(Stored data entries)
= = = = = = =
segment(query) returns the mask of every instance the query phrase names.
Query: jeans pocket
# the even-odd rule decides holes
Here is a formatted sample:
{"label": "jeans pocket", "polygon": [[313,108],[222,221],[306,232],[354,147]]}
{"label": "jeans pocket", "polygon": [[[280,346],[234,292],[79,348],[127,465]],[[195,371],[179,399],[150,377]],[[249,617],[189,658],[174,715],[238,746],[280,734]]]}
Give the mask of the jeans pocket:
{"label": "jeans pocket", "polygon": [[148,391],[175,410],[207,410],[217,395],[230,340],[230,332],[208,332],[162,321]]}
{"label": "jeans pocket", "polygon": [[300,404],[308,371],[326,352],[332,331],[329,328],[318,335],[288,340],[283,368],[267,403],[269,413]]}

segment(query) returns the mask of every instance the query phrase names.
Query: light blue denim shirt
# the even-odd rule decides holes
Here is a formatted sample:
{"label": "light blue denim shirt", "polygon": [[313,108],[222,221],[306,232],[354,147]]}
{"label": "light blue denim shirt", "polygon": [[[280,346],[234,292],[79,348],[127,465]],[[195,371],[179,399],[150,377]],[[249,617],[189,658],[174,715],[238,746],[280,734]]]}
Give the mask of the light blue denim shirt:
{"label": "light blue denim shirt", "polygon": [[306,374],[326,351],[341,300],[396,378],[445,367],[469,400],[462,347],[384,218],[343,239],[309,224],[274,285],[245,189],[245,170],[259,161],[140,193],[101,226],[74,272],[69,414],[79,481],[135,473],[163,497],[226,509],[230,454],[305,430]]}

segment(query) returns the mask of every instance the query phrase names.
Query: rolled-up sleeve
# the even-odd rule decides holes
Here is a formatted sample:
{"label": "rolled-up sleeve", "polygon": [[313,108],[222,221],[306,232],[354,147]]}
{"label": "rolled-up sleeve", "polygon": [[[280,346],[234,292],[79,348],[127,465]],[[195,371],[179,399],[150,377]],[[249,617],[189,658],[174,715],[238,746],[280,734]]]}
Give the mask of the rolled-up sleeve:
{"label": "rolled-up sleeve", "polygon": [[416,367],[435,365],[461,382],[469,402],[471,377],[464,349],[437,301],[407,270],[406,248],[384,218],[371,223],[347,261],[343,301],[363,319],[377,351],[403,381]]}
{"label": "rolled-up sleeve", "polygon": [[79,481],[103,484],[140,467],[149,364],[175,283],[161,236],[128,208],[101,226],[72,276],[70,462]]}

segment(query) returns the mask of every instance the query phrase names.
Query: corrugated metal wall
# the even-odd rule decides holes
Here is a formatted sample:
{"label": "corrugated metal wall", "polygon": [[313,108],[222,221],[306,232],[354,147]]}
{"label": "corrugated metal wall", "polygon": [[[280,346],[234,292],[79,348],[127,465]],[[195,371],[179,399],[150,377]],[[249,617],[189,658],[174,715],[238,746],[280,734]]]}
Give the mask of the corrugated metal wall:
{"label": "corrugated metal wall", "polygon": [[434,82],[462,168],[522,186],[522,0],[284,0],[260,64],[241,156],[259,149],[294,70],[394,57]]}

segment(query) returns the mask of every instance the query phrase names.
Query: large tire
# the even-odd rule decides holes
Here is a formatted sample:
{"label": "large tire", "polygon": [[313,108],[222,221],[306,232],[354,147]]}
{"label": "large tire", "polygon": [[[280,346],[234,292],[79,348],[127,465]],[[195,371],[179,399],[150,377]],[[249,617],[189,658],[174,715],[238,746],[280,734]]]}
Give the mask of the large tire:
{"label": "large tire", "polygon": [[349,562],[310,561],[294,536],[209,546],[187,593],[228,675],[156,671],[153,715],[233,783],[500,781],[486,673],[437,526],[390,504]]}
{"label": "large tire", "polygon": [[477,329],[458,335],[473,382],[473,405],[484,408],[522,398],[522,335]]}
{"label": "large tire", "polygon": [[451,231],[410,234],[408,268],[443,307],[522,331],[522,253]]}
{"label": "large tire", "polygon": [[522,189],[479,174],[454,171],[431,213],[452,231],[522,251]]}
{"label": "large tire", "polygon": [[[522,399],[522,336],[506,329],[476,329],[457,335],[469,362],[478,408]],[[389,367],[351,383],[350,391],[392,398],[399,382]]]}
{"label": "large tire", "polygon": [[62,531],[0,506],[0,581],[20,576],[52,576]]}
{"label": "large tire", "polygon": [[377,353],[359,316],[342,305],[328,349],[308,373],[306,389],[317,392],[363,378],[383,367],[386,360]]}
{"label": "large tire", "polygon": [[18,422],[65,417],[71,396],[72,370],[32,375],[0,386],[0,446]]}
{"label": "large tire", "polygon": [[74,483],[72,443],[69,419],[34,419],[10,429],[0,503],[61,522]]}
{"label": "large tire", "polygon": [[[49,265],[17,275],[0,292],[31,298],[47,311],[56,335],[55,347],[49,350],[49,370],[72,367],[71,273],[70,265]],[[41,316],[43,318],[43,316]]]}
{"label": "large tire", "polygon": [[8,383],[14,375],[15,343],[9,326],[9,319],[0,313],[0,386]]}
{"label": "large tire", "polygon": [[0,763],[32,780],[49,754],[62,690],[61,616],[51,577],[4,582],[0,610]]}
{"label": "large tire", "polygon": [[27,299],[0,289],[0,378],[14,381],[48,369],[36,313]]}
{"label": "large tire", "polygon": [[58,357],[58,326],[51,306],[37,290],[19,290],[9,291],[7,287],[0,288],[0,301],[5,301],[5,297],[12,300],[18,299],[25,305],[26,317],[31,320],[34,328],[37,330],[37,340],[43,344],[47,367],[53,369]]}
= = = = = = =
▶ _Exercise instructions_: I need all of the records above retyped exactly, please.

▶ _Answer_:
segment(query) returns the mask of every instance the query phrase names.
Query: jeans pocket
# the even-odd rule decides holes
Here is a formatted sample:
{"label": "jeans pocket", "polygon": [[313,108],[222,221],[306,232],[354,147]]}
{"label": "jeans pocket", "polygon": [[[280,346],[234,292],[79,348],[127,465]],[[195,371],[179,399],[150,377]],[[249,617],[189,658],[174,715],[238,746],[280,734]]]}
Give the mask of the jeans pocket:
{"label": "jeans pocket", "polygon": [[148,391],[175,410],[207,410],[217,395],[230,340],[230,332],[208,332],[162,321]]}
{"label": "jeans pocket", "polygon": [[300,404],[308,371],[326,352],[332,331],[329,328],[318,335],[288,340],[283,368],[267,403],[269,413]]}

segment(query) returns the mask of every instance the query phrase names.
Query: light blue denim shirt
# the even-odd rule decides holes
Here is a formatted sample:
{"label": "light blue denim shirt", "polygon": [[313,108],[222,221],[306,232],[354,147]]}
{"label": "light blue denim shirt", "polygon": [[[280,346],[234,292],[79,348],[127,465]],[[195,371],[179,399],[150,377]],[[249,617],[189,658],[174,715],[238,746],[280,734]]]}
Give the mask of the light blue denim shirt:
{"label": "light blue denim shirt", "polygon": [[306,374],[326,351],[341,300],[396,378],[445,367],[469,400],[462,347],[384,218],[343,239],[309,224],[274,285],[245,189],[245,170],[259,161],[140,193],[101,226],[74,272],[69,414],[79,481],[135,473],[163,497],[226,509],[230,454],[305,430]]}

segment(query) returns the mask of every instance the query phrase names.
Query: rolled-up sleeve
# the even-odd rule decides holes
Here is a formatted sample:
{"label": "rolled-up sleeve", "polygon": [[313,108],[222,221],[306,232],[354,147]]}
{"label": "rolled-up sleeve", "polygon": [[[280,346],[234,292],[79,348],[127,465]],[[195,371],[179,399],[150,377]],[[249,617],[189,658],[174,715],[238,746],[280,734]]]}
Give the mask of the rolled-up sleeve:
{"label": "rolled-up sleeve", "polygon": [[416,367],[435,365],[461,382],[469,402],[471,377],[464,349],[437,301],[407,270],[406,248],[384,218],[371,223],[347,261],[343,301],[363,319],[377,351],[403,381]]}
{"label": "rolled-up sleeve", "polygon": [[79,481],[103,484],[140,467],[149,364],[175,283],[161,236],[128,208],[101,226],[72,276],[70,462]]}

segment(query) returns the mask of every instance the query phrase names.
Query: corrugated metal wall
# the even-odd rule decides holes
Here is a formatted sample:
{"label": "corrugated metal wall", "polygon": [[313,108],[222,221],[306,232],[354,147]]}
{"label": "corrugated metal wall", "polygon": [[[280,346],[234,292],[79,348],[127,465]],[[195,371],[179,399],[150,377]],[[249,617],[189,658],[174,715],[238,746],[280,734]]]}
Give the mask of the corrugated metal wall:
{"label": "corrugated metal wall", "polygon": [[434,82],[462,168],[522,186],[522,0],[284,0],[260,64],[241,156],[259,149],[294,70],[394,57]]}

segment(query) returns the mask of every instance the query phrase names.
Query: large tire
# the even-odd rule decides holes
Here is a formatted sample:
{"label": "large tire", "polygon": [[313,108],[222,221],[306,232],[354,147]]}
{"label": "large tire", "polygon": [[[280,346],[234,292],[79,348],[127,465]],[[195,371],[179,399],[150,377]],[[249,617],[189,658],[174,715],[238,746],[280,734]]]}
Give the mask of the large tire:
{"label": "large tire", "polygon": [[349,562],[310,561],[294,536],[209,546],[187,593],[228,675],[156,671],[153,715],[233,783],[500,781],[486,673],[437,526],[390,504]]}
{"label": "large tire", "polygon": [[477,329],[458,335],[473,382],[473,405],[484,408],[522,398],[522,335]]}
{"label": "large tire", "polygon": [[451,231],[410,234],[408,268],[443,307],[522,331],[522,253]]}
{"label": "large tire", "polygon": [[522,189],[479,174],[454,171],[431,213],[452,231],[522,251]]}
{"label": "large tire", "polygon": [[[522,399],[522,336],[506,329],[476,329],[457,335],[469,362],[478,408]],[[389,367],[351,383],[350,391],[392,398],[399,382]]]}
{"label": "large tire", "polygon": [[62,531],[0,506],[0,581],[20,576],[52,576]]}
{"label": "large tire", "polygon": [[377,353],[359,316],[342,305],[328,349],[308,373],[306,389],[317,392],[363,378],[383,367],[386,360]]}
{"label": "large tire", "polygon": [[18,422],[65,417],[71,396],[72,370],[32,375],[0,386],[0,446]]}
{"label": "large tire", "polygon": [[74,483],[72,443],[69,419],[34,419],[10,429],[0,503],[61,522]]}
{"label": "large tire", "polygon": [[[49,265],[17,275],[0,292],[31,298],[47,311],[56,335],[55,347],[49,350],[49,370],[72,367],[71,273],[70,265]],[[41,316],[43,318],[43,316]]]}
{"label": "large tire", "polygon": [[8,383],[14,375],[15,343],[9,326],[9,319],[0,313],[0,386]]}
{"label": "large tire", "polygon": [[0,763],[32,780],[49,754],[62,690],[61,616],[51,577],[4,582],[0,610]]}
{"label": "large tire", "polygon": [[27,299],[0,289],[0,378],[14,381],[48,369],[36,313]]}
{"label": "large tire", "polygon": [[58,357],[58,326],[51,306],[37,290],[19,290],[9,291],[7,287],[0,288],[0,301],[5,301],[5,297],[12,300],[18,299],[25,305],[26,317],[31,320],[34,328],[37,330],[37,340],[43,344],[47,367],[53,369]]}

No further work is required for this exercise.